• What this task involves: Your answer should give again, exactly, the lines from the beginning of the entries below through the line containing "Target: pink kinesiology tape on cheek". It must contain no pictures.

[Records from a collection]
= = = =
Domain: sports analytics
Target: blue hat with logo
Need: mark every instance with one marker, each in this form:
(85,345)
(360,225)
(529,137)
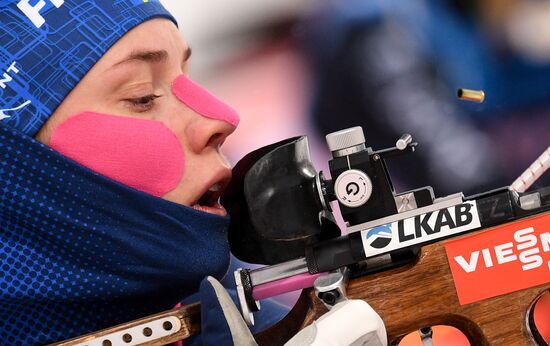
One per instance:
(47,46)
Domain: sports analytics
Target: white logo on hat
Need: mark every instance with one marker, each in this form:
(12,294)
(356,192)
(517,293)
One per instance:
(3,114)
(33,12)
(6,77)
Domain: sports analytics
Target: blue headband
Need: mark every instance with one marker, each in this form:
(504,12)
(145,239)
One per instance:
(47,46)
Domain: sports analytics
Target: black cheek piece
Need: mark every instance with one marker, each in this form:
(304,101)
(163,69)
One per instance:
(275,206)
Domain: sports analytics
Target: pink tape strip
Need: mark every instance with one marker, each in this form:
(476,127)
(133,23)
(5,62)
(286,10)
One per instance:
(290,284)
(202,101)
(143,154)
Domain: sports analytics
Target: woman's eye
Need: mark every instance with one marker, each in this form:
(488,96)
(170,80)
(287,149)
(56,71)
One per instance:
(144,103)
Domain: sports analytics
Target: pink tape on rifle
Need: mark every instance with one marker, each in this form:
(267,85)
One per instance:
(290,284)
(202,101)
(143,154)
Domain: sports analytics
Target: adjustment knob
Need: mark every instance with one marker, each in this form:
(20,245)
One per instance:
(353,188)
(346,142)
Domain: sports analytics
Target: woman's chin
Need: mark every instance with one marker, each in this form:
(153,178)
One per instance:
(216,209)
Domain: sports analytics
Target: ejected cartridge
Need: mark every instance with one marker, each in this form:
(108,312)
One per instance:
(471,95)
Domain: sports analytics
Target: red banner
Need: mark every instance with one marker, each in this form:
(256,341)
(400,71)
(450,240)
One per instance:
(502,260)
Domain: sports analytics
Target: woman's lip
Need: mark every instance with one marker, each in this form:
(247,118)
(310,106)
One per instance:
(216,209)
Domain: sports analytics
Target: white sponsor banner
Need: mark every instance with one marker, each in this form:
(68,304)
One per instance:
(420,229)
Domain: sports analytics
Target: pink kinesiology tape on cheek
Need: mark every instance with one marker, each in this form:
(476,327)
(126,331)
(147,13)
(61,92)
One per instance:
(202,101)
(143,154)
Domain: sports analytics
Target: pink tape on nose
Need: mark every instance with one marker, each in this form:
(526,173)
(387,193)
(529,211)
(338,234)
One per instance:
(202,101)
(143,154)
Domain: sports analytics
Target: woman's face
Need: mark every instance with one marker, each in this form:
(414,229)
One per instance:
(135,79)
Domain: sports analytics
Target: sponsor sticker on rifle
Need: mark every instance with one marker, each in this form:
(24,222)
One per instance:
(505,259)
(420,229)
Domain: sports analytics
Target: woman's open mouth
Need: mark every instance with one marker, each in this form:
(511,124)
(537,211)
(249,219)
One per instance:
(210,201)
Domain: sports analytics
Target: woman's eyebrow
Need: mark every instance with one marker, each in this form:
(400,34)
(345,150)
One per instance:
(151,56)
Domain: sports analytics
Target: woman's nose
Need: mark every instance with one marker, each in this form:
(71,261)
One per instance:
(216,120)
(208,133)
(202,101)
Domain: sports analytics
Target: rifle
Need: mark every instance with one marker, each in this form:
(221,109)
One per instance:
(418,260)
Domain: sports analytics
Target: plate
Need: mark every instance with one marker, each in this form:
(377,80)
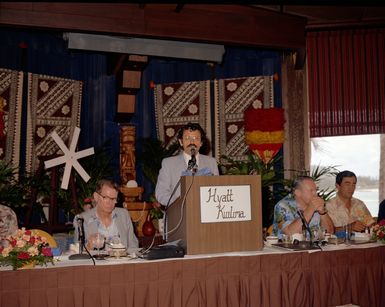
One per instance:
(124,258)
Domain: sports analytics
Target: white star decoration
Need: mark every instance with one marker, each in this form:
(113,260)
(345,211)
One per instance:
(70,158)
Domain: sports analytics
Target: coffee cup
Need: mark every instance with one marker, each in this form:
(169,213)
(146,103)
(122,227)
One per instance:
(271,240)
(297,236)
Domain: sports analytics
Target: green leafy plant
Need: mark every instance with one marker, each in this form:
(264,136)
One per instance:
(10,191)
(274,185)
(25,247)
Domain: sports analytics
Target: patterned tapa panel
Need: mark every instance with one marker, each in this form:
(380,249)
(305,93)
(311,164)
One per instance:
(11,87)
(179,103)
(53,104)
(232,98)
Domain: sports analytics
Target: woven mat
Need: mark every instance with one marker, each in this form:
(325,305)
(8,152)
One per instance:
(11,87)
(232,98)
(53,104)
(179,103)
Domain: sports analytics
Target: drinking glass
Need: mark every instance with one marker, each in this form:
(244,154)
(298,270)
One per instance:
(347,230)
(98,243)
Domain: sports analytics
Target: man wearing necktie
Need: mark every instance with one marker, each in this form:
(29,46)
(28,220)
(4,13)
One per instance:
(189,161)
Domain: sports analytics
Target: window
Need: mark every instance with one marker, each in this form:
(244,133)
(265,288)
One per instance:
(359,154)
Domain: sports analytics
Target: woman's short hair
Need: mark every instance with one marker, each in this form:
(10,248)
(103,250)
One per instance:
(299,180)
(343,174)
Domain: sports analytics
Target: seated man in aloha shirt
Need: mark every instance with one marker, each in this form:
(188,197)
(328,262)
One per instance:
(344,209)
(304,199)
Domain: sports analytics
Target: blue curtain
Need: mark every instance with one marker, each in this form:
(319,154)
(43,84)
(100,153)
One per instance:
(43,52)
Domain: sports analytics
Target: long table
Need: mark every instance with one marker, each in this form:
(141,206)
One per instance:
(267,278)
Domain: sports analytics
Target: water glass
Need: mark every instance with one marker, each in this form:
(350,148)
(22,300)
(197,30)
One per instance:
(348,231)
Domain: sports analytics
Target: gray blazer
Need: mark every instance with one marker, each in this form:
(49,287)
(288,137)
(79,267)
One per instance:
(123,224)
(170,173)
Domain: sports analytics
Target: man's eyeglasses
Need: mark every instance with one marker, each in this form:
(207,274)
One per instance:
(192,138)
(114,200)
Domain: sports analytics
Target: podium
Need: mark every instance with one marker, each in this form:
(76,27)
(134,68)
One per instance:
(217,214)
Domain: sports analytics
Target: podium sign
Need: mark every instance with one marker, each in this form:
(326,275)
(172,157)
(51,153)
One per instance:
(217,214)
(225,204)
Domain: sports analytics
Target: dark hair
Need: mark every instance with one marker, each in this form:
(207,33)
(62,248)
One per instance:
(192,127)
(205,148)
(106,182)
(298,182)
(343,174)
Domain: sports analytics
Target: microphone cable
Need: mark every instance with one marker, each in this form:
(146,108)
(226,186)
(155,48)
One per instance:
(181,209)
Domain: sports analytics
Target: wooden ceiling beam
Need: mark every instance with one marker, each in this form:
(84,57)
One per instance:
(224,24)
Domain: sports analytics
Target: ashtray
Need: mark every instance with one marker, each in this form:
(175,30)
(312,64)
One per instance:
(118,252)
= = = =
• Exercise response:
Domain: sports analytics
Target: blue hat with logo
Need: mark every instance with one marker, each in this form:
(85,345)
(360,225)
(529,137)
One per instance:
(47,46)
Domain: sports analytics
Target: white logo on hat
Need: mark every instance with one marker, each in this form:
(12,294)
(356,192)
(517,293)
One per instance:
(3,114)
(33,12)
(6,77)
Domain: sports analytics
Target: blue headband
Need: mark every instance with one marker, each in this form:
(504,12)
(145,239)
One per instance:
(47,46)
Domain: sports analytics
Target: black cheek piece
Need: mark every instance with one marker, each in this form:
(304,101)
(163,69)
One per instance:
(275,206)
Domain: sports analytics
Target: pink tape strip
Need: mark every instance with one marker, each in this form:
(476,127)
(133,23)
(5,62)
(286,10)
One per instance:
(290,284)
(202,101)
(143,154)
Domain: sports analytics
Target: woman's eye
Need: mark every instance with one marker, each in this form:
(488,96)
(170,80)
(287,149)
(56,71)
One per instance:
(144,103)
Domain: sports analytics
Target: pink tape on rifle
Need: mark every instance with one marker, each in this form:
(267,85)
One per instance:
(290,284)
(202,101)
(143,154)
Domain: sports analytics
Target: adjustment knob
Need: mark every instance with one marker, each in this form:
(20,245)
One per instance:
(353,188)
(346,142)
Domain: sports analytics
Target: woman's chin
Need: mark every instance with one marker, each in this form:
(153,178)
One per instance:
(216,209)
Domain: sports analytics
Target: ejected cartridge
Need: mark every instance with one marker, each in this form:
(108,312)
One per instance:
(471,95)
Domain: sports analytics
Target: red banner
Need: mark every instance with one marker, each in this form:
(256,341)
(400,71)
(450,240)
One per instance:
(502,260)
Domain: sports analytics
Target: woman's lip
Need: mark every instance with one marker, each in this form:
(247,118)
(310,106)
One per instance:
(216,209)
Domain: sports analytics
Target: white sponsor banner
Need: mark every instance with one marker, each in this form:
(68,304)
One per instance:
(420,229)
Domain: sports analytics
Target: pink kinesiology tape on cheek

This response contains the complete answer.